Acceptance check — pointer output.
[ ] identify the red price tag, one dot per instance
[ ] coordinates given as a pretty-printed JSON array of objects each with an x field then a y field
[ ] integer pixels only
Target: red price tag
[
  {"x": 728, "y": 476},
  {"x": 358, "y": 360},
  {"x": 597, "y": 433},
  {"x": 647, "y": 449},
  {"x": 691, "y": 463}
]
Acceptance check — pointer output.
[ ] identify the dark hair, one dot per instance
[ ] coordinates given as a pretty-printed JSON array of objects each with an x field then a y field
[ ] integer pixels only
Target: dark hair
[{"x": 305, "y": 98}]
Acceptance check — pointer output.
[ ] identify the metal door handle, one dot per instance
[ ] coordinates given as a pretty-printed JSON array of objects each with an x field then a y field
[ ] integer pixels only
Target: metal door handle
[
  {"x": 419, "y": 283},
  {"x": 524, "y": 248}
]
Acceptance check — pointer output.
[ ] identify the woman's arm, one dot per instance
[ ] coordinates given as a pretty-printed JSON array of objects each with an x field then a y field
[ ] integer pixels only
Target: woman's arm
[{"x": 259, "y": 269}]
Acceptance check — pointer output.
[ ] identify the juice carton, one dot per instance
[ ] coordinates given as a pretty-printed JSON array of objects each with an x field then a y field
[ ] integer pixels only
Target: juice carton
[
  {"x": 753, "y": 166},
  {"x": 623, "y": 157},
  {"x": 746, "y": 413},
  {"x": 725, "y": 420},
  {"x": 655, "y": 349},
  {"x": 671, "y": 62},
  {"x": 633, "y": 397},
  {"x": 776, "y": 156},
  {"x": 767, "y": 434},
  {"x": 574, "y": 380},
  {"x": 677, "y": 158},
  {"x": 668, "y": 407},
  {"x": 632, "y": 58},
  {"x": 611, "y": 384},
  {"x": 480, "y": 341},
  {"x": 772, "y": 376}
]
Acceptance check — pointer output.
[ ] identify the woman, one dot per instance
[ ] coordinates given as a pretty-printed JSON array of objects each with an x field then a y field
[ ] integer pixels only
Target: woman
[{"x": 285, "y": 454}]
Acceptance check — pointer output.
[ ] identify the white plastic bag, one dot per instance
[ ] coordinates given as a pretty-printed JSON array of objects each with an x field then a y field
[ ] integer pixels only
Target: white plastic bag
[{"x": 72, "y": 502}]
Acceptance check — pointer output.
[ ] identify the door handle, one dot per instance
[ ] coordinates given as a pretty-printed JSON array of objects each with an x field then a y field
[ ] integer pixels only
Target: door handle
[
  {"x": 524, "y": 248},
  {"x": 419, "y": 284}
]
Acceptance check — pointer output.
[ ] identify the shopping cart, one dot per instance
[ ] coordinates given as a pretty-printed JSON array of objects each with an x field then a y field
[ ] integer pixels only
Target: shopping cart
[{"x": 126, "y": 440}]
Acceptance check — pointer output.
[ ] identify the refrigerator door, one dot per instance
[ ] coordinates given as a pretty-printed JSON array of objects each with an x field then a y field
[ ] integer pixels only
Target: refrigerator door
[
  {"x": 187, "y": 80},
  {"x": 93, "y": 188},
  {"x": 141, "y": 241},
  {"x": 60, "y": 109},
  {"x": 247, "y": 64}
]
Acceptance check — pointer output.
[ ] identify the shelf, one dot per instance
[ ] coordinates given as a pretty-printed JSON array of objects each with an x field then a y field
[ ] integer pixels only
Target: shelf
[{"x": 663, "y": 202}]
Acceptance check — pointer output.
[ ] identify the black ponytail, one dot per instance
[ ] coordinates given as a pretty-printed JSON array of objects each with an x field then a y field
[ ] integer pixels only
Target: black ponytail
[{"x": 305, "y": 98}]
= = =
■ SET PROBLEM:
Count the lines in the data above that contain the string "handle", treating uppercase and lowercase letters as different. Reply with the number only.

■ RESPONSE TO THE EXERCISE:
4